- **Listed records**:

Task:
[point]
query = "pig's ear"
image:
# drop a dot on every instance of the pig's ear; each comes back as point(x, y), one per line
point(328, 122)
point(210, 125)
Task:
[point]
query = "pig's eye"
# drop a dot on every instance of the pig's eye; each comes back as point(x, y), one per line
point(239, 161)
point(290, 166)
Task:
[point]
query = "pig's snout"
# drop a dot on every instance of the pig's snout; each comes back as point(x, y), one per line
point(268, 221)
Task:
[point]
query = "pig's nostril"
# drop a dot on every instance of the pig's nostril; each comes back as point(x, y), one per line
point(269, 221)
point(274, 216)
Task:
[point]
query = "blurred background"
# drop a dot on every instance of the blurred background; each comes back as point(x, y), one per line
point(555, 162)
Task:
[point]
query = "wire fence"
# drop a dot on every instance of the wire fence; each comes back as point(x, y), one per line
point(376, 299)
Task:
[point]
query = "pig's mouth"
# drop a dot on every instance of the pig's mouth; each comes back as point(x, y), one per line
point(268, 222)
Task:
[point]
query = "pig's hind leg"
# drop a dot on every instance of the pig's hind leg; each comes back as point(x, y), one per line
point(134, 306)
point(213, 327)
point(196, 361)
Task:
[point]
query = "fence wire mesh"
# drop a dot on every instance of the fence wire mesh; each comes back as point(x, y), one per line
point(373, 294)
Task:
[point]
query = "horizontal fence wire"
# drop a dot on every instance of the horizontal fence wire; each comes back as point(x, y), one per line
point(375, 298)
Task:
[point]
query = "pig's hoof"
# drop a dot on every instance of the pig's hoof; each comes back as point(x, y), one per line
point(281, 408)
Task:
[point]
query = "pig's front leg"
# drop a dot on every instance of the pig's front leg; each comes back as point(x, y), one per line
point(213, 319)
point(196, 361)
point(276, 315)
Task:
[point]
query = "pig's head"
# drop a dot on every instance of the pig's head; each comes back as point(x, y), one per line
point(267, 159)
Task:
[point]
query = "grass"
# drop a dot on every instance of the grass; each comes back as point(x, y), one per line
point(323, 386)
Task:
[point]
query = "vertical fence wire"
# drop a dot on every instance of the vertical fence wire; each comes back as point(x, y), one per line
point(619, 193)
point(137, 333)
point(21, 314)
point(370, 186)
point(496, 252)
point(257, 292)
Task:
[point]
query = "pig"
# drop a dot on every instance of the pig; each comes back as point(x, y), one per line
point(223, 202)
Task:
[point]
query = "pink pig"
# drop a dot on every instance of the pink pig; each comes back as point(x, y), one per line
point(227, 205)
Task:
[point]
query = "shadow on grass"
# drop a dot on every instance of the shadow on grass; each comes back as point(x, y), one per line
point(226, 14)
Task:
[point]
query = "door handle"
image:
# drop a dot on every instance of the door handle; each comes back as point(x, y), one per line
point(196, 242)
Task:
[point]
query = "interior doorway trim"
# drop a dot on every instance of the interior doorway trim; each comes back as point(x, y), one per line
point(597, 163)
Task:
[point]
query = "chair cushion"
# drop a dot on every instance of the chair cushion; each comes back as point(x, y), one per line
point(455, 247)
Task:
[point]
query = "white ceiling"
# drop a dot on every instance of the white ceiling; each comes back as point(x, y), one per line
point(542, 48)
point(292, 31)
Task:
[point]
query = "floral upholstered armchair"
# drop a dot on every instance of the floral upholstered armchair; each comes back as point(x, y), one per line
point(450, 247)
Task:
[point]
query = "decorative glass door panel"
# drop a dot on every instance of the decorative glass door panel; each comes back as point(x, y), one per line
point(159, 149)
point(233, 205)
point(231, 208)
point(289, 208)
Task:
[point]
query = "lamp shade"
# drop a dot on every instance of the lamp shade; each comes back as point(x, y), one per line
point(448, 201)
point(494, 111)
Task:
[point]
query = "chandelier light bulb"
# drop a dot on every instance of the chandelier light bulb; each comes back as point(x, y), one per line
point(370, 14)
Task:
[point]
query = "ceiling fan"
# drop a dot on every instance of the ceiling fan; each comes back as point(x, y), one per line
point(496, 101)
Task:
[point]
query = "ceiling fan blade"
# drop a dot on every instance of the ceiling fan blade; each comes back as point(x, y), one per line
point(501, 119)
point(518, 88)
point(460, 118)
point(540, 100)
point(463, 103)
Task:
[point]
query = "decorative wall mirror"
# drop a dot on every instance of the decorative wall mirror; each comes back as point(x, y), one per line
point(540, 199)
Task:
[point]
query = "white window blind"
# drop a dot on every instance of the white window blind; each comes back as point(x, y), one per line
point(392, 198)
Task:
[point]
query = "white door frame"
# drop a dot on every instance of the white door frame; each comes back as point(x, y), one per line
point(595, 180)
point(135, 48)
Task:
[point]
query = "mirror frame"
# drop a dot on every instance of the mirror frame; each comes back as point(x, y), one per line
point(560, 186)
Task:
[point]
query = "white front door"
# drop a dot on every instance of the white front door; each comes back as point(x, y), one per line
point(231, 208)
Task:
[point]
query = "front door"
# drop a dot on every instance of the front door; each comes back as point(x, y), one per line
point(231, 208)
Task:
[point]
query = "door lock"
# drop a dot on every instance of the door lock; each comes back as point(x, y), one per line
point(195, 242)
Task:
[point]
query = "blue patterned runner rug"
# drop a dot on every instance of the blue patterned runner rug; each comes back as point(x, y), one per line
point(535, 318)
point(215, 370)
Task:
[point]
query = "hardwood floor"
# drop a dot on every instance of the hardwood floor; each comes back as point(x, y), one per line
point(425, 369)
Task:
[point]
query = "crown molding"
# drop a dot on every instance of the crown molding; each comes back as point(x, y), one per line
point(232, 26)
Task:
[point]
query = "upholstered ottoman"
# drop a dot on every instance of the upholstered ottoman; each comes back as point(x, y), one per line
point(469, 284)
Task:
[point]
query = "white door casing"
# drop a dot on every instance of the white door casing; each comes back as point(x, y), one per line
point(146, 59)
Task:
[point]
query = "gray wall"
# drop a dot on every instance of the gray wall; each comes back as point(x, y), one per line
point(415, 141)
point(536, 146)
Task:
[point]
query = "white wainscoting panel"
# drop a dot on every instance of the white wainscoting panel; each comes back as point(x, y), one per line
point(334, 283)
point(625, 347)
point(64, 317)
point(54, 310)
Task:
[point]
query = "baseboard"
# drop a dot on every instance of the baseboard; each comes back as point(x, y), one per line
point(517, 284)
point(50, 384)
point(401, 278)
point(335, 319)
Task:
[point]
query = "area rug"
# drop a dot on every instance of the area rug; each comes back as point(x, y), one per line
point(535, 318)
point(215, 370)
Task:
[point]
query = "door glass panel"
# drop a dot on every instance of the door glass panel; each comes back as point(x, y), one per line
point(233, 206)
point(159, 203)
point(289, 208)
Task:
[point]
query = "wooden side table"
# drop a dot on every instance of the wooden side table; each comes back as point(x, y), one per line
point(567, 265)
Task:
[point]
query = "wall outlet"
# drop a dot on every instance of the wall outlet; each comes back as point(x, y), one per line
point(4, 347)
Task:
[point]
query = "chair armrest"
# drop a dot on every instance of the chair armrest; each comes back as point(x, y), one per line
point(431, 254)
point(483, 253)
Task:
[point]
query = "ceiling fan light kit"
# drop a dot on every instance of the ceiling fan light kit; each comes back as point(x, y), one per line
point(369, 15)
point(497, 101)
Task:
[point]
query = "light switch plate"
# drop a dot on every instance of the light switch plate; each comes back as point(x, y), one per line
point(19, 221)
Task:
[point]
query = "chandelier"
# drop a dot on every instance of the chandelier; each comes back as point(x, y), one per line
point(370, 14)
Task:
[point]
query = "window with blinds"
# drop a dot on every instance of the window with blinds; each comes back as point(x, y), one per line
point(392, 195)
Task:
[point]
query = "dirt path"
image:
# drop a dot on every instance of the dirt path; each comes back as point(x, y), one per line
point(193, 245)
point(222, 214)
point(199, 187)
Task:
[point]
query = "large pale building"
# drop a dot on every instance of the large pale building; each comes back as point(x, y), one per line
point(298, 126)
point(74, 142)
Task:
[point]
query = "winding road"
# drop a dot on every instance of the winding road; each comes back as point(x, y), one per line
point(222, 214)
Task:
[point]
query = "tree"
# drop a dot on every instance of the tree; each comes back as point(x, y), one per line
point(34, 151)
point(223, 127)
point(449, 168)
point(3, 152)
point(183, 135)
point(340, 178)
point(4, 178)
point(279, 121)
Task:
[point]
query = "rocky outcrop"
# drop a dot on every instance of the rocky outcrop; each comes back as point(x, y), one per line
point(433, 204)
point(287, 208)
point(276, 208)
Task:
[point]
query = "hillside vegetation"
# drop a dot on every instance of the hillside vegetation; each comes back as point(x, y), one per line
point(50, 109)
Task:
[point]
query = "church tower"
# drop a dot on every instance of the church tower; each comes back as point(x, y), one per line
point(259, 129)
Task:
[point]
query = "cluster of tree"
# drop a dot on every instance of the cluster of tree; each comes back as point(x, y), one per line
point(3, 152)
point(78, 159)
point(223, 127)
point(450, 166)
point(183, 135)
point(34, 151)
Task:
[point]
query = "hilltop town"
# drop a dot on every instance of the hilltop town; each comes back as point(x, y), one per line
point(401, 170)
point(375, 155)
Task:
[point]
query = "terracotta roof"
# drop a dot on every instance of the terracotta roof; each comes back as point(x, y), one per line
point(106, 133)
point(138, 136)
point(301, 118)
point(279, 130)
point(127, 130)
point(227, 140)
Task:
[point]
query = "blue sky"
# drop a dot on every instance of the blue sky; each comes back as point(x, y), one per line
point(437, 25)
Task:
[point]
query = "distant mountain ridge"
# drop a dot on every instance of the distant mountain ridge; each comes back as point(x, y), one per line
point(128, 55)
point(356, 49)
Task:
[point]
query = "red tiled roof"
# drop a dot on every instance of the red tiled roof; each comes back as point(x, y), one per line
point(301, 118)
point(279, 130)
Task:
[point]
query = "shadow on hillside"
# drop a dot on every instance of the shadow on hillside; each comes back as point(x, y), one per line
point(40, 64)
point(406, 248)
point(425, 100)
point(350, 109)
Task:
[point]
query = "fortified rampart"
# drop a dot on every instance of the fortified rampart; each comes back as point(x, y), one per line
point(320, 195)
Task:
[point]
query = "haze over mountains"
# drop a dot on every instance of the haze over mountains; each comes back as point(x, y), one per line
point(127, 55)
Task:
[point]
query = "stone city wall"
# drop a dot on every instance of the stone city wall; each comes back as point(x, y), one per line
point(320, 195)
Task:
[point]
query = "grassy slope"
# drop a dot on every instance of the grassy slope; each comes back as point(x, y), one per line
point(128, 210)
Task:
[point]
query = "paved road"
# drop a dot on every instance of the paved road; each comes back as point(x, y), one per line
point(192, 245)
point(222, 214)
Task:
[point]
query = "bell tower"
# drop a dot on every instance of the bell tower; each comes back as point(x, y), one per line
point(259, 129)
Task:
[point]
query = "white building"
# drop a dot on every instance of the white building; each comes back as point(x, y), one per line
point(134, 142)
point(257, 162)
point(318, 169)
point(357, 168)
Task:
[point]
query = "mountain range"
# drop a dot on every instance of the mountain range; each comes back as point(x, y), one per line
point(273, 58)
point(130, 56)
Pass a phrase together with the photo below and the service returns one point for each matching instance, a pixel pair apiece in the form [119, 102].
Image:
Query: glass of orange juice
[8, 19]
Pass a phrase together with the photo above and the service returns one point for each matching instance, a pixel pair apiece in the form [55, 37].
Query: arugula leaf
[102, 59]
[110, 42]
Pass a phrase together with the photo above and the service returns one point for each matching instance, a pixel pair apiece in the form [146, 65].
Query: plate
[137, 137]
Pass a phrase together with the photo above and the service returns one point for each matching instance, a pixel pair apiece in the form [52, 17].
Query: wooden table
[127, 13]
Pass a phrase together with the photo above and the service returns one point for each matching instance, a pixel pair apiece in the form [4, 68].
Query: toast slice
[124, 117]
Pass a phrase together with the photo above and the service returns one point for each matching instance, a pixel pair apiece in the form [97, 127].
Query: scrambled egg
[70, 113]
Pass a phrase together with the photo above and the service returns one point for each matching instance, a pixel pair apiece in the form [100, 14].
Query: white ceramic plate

- **Task prompt**:
If a line in the listing holds the word "above", list that line.

- **Written response**:
Pass a phrase together with the photo above and the service returns one point for each matching instance, a pixel pair apiece in the form [55, 37].
Pass a phrase together with the photo above and the service returns one point for each matching instance, a pixel pair apiece in the form [146, 65].
Pass a phrase together with the photo above and the service returns one point for each matching instance, a pixel pair apiece in the form [52, 17].
Pass a phrase together with the photo above and the service returns one point for each matching instance, a pixel pair apiece in the form [4, 68].
Pass a phrase together with the photo above and the service returns one point for each matching instance, a pixel pair apiece in the form [97, 127].
Pass a phrase together with the photo above and the service returns one point for each matching instance, a pixel pair apiece in the form [100, 14].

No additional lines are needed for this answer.